Excerpt from a dataset
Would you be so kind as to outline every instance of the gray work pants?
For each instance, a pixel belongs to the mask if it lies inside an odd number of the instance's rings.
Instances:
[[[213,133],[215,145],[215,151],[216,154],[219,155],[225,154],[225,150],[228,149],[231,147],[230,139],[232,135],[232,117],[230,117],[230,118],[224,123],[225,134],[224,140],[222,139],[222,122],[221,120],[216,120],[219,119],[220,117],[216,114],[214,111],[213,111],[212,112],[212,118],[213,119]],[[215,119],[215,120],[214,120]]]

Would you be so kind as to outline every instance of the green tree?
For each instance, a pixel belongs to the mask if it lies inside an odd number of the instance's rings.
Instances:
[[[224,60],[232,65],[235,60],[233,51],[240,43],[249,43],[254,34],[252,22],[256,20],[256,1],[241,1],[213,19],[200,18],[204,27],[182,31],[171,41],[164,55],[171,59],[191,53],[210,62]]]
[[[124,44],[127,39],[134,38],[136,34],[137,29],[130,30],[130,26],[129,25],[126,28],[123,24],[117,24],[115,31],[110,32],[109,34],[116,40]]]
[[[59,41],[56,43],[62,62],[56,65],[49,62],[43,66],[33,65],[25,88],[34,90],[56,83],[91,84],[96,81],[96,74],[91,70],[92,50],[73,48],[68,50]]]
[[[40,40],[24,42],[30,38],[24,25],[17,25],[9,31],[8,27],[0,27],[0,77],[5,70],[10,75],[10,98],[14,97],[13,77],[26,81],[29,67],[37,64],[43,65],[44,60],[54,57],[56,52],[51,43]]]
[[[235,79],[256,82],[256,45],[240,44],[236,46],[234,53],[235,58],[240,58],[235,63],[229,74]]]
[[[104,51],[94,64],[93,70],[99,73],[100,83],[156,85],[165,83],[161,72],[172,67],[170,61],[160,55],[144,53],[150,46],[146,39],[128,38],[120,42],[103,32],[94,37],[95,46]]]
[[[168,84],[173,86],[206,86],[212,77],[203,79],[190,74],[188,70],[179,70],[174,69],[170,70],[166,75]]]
* * *
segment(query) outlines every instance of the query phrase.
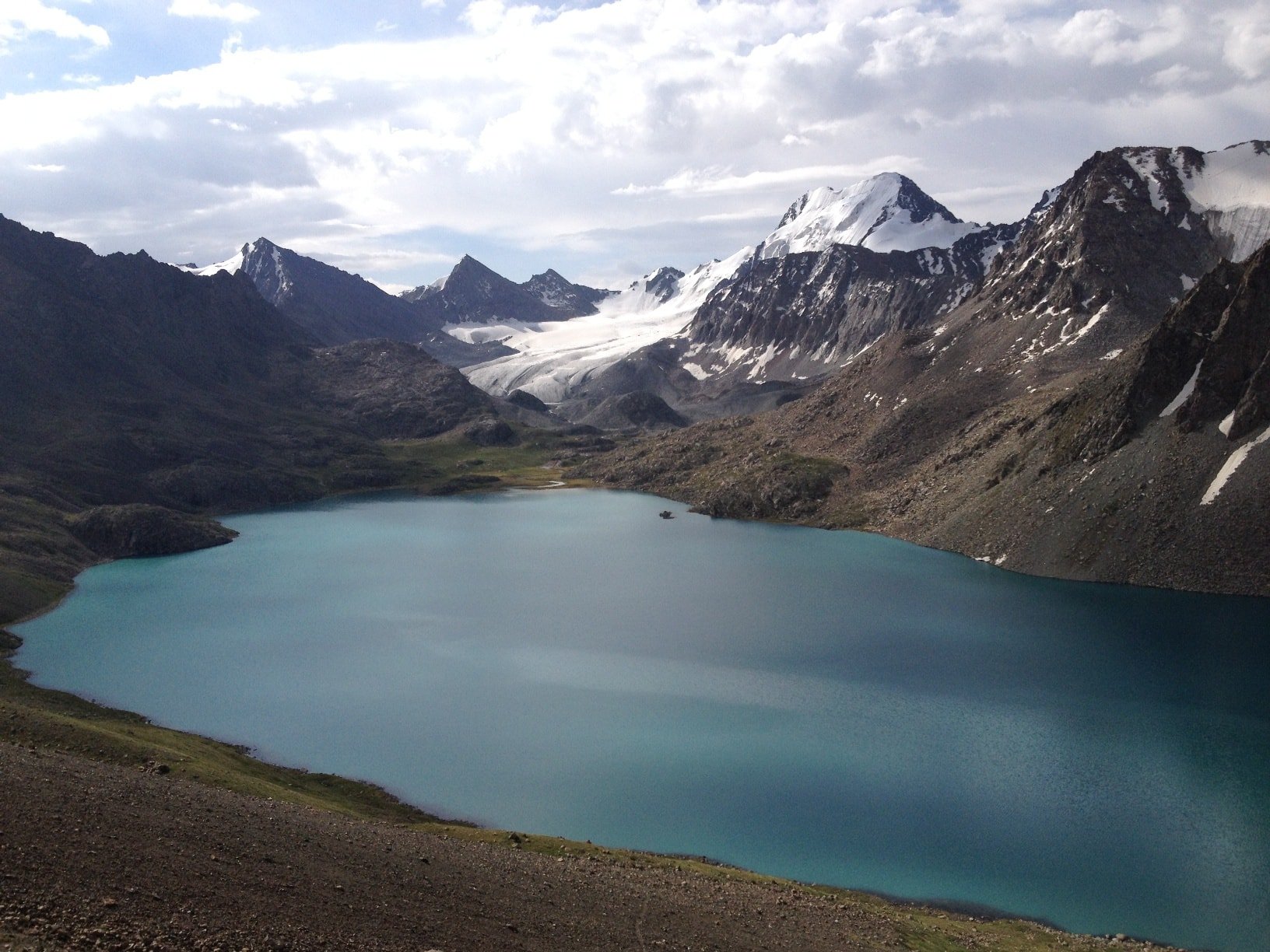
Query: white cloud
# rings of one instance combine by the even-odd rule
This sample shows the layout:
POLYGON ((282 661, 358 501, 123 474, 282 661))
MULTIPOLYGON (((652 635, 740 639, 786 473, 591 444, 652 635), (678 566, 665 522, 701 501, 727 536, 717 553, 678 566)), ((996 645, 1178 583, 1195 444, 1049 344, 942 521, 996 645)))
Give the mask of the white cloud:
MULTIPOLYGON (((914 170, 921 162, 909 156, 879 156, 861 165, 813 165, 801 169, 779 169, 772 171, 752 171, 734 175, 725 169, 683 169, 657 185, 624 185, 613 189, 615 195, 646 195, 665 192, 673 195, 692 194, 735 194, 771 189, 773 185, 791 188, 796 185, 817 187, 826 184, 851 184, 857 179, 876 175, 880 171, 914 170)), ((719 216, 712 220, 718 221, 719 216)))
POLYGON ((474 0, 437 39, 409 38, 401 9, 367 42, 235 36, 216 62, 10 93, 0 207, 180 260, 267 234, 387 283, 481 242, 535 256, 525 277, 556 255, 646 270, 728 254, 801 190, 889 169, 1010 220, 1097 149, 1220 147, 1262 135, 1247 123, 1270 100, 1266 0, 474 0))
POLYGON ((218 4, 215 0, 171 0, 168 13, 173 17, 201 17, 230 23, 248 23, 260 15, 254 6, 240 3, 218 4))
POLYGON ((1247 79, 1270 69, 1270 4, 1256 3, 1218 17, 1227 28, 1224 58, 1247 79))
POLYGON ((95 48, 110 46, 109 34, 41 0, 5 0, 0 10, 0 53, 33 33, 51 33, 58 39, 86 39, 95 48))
* * *
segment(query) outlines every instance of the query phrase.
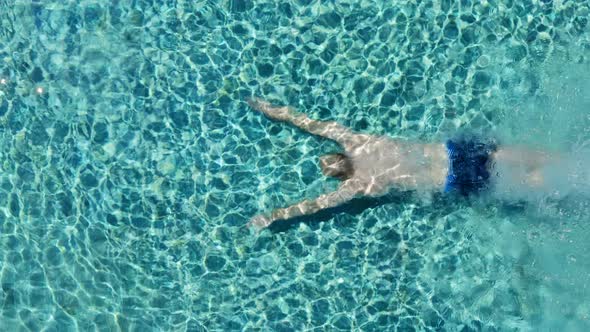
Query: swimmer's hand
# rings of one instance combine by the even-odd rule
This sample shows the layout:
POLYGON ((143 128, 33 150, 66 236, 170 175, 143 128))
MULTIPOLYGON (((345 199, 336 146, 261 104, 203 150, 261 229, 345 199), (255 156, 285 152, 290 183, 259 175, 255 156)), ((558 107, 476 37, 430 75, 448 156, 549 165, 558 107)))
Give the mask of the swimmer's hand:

What you will do ::
Pick out each line of the records that contains the word "every" and copy those lines.

Correct result ::
Would you be so kind as to outline every instance of the gray work pants?
Would you be so kind as to outline every instance of the green tree?
segment(query) outlines every instance of the query phrase.
segment(query) outlines every instance of the query phrase.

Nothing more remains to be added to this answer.